» MATERIAL SHOWN
--- --- ---

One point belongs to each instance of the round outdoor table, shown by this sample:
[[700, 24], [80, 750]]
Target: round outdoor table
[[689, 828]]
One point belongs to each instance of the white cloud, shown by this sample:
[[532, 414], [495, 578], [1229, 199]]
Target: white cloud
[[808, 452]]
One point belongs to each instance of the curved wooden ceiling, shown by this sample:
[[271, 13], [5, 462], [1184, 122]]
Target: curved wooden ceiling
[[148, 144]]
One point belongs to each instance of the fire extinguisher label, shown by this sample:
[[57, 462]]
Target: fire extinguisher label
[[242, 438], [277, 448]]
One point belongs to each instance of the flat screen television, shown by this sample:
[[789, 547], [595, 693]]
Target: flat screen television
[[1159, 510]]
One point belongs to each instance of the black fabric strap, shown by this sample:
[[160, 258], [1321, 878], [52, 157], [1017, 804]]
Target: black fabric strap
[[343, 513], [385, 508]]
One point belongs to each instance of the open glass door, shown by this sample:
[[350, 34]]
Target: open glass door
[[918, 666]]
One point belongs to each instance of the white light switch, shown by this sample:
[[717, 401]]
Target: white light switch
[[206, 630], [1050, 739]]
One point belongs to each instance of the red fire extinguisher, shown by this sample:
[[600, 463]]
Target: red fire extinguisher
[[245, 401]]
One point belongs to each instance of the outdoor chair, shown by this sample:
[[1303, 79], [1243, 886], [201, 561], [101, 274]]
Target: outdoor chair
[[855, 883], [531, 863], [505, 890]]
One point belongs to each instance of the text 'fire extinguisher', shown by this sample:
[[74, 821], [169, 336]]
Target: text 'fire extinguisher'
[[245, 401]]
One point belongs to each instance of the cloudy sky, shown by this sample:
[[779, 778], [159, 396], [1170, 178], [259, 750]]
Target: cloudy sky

--- --- ---

» REQUIREMENTS
Reproduce the data from the beginning through the line containing "[[148, 144]]", replacing "white cloud" with "gray cloud" and leaving all else unchanged.

» FULL OUTPUT
One point belongs to each instance of the round outdoor table, shown by this sample:
[[700, 24], [80, 750]]
Target: round outdoor table
[[689, 828]]
One point belongs to each instance of the gray cloud, shown by this sample:
[[532, 414], [495, 578], [1229, 199]]
Target: gray cloud
[[808, 452]]
One point belongs to each instance of the curved wooden ceiling, shown by this sample:
[[271, 13], [5, 462], [1184, 122]]
Target: curved wooden ceiling
[[148, 144]]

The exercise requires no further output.